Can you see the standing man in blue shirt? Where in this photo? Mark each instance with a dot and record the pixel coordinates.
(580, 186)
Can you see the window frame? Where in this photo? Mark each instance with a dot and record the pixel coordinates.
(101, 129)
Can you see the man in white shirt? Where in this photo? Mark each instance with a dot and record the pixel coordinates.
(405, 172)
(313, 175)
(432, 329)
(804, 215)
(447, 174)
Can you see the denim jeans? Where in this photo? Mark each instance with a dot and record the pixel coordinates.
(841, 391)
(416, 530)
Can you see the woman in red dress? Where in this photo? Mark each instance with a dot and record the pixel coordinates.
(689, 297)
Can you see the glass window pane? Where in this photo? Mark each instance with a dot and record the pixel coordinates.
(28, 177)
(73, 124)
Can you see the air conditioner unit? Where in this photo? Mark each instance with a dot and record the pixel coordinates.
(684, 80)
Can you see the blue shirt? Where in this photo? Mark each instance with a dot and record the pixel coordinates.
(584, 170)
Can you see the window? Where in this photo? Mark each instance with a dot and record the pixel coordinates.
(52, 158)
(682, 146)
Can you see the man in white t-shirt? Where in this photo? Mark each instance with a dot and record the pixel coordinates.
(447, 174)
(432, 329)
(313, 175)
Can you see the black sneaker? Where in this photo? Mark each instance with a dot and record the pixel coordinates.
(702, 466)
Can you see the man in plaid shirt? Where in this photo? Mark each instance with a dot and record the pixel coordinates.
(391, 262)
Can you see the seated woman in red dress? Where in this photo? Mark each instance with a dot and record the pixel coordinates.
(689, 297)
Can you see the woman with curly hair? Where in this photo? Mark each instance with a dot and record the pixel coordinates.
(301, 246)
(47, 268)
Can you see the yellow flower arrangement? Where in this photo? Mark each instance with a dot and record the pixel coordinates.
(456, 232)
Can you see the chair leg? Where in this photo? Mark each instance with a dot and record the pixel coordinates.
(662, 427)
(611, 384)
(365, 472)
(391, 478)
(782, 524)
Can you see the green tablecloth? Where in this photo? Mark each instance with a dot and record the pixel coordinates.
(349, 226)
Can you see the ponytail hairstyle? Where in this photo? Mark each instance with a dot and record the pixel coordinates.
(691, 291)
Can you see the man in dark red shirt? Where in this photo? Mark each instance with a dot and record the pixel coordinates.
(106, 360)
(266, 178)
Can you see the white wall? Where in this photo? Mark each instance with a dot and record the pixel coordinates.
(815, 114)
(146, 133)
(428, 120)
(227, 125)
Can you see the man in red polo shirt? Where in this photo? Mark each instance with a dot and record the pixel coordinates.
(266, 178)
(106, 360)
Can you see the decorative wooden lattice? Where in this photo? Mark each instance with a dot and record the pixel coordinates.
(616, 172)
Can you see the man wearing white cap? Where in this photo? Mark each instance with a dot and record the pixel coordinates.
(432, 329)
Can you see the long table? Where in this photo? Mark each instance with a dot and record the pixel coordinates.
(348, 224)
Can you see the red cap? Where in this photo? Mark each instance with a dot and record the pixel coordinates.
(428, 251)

··········

What you need to do: All lines from the one with "Can you see the red" to the end of the material above should be copied exactly, both ends included, and nothing else.

Exercise result:
Can you see the red cap? Where in this photo? Mark each instance with a dot and record the pixel coordinates.
(428, 251)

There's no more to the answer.